* Begin Information provided *

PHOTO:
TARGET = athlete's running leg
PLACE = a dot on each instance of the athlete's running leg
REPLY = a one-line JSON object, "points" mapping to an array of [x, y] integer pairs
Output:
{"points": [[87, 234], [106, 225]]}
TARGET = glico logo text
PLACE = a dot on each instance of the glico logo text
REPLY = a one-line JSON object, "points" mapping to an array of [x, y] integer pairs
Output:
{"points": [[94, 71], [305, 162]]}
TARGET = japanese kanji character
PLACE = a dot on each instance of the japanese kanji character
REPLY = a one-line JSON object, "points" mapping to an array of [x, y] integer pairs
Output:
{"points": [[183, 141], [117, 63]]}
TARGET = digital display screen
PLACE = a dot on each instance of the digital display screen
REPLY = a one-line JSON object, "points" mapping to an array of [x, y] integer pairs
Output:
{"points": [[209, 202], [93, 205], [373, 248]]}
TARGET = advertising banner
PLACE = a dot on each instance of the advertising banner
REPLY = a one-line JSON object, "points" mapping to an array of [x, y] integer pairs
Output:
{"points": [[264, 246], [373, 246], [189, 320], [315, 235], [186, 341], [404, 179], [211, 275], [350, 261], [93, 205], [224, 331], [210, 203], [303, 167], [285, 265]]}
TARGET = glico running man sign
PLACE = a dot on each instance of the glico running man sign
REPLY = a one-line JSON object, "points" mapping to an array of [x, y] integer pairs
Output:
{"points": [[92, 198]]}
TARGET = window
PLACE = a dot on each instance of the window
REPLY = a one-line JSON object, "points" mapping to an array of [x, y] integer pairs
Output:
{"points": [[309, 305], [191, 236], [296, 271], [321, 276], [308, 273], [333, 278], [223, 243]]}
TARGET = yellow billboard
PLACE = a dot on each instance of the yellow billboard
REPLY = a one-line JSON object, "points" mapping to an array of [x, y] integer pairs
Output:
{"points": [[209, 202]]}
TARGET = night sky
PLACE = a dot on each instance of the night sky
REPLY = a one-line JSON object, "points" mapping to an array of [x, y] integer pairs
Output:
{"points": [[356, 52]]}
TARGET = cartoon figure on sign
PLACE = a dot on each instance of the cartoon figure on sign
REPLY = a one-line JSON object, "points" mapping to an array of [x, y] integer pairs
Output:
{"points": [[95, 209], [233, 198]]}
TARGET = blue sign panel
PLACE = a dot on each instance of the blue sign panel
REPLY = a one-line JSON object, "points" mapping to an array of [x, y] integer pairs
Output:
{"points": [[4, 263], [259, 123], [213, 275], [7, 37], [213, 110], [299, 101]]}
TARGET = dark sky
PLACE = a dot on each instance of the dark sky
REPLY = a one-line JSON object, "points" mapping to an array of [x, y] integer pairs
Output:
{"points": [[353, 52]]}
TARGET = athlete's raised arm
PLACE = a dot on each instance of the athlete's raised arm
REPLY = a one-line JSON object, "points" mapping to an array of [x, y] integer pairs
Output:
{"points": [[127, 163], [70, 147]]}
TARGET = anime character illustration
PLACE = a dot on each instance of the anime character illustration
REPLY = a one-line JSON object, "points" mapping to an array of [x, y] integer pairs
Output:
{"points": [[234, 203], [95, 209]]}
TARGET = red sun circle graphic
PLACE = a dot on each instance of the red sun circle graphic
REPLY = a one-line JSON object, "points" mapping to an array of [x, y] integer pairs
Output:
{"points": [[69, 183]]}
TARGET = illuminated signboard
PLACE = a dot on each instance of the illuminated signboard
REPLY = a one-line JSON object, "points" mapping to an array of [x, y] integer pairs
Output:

* End Information provided *

What is being asked: Reproduce all of the material above word for word, line by line.

Response to the task:
PHOTO:
TARGET = athlete's running leg
PLACE = a dot on each instance of the athlete's running leg
REPLY = a one-line JSON object, "points" mapping to an array of [x, y] integer pairs
Output:
{"points": [[87, 234], [106, 225]]}
TARGET = glico logo text
PLACE = a dot on each instance of the glico logo text
REPLY = a one-line JSON object, "points" mapping to an array of [x, y] integer pairs
Output:
{"points": [[94, 71], [305, 162]]}
TARGET = japanese kanji character
PLACE = a dot on each instance of the japanese kanji character
REPLY = a one-line JSON object, "points" mapping to an array of [x, y] integer pairs
Output:
{"points": [[183, 141], [117, 63]]}
TARGET = digital display screen
PLACE = a dot on each instance of the digital display screen
REPLY = a one-line JSON object, "points" mapping to an array of [x, y] integer pairs
Output:
{"points": [[209, 202], [93, 205], [373, 248]]}
TARGET = advertising banner
PLACE = a dot on each instance of the advertising banner
REPLY = a one-line JSON object, "points" mapping to an array of [x, y] integer pairs
Output:
{"points": [[264, 246], [373, 246], [189, 320], [315, 235], [186, 341], [404, 179], [211, 275], [350, 261], [93, 205], [224, 331], [210, 203], [303, 167], [285, 265]]}
TARGET = glico running man sign
PLACE = a dot on each instance of the glico running man sign
REPLY = a one-line JSON object, "points" mapping to an array of [x, y] integer pairs
Output:
{"points": [[92, 198]]}
TARGET = window
PLACE = a dot on each instance of the window
REPLY = a one-line JSON object, "points" mapping to an array of [x, y] integer pairs
Output:
{"points": [[309, 305], [191, 236], [296, 271], [321, 276], [308, 273], [333, 278], [223, 243]]}
TARGET = yellow billboard
PLACE = a dot on each instance of the yellow billboard
REPLY = a one-line JSON object, "points" mapping to an array of [x, y] integer pairs
Output:
{"points": [[209, 202]]}
TARGET = night sky
PLACE = a dot on each instance of the night sky
REPLY = a one-line JSON object, "points" mapping to an array of [x, y] integer pairs
Output:
{"points": [[356, 52]]}
TARGET = cartoon figure on sign
PLACE = a dot on each instance of the cartoon figure on sign
REPLY = a one-line JSON object, "points" mapping to an array of [x, y] integer pairs
Output:
{"points": [[95, 209], [233, 198]]}
TARGET = blue sign panel
PLACE = a dot on each instance of the blue sign panel
REPLY = a one-line JSON object, "points" mapping to an array of [x, y] integer pairs
Output:
{"points": [[4, 263], [259, 123], [213, 275], [7, 37], [213, 110], [299, 101]]}
TARGET = dark sky
PLACE = a dot on each instance of the dark sky
REPLY = a one-line JSON object, "points" mapping to an array of [x, y] integer pairs
Output:
{"points": [[353, 52]]}
TARGET = athlete's raised arm
PLACE = a dot on each instance of the athlete's raised arm
REPLY = a one-line JSON object, "points" mapping to an array of [x, y] integer pairs
Output:
{"points": [[127, 163], [70, 147]]}
TARGET = anime character illustration
PLACE = a dot on each instance of the anime character illustration
REPLY = a one-line JSON object, "points" mapping to an array of [x, y] integer pairs
Output:
{"points": [[234, 203], [95, 209]]}
TARGET = red sun circle graphic
PLACE = a dot on each instance of the red sun circle graphic
REPLY = a one-line JSON object, "points" mapping to an array of [x, y] integer pairs
Output:
{"points": [[69, 183]]}
TARGET = illuminated signboard
PLACE = a dot on each instance of the illuminated signboard
REPLY = a one-line JSON object, "points" mapping to an array of [x, y] integer pairs
Output:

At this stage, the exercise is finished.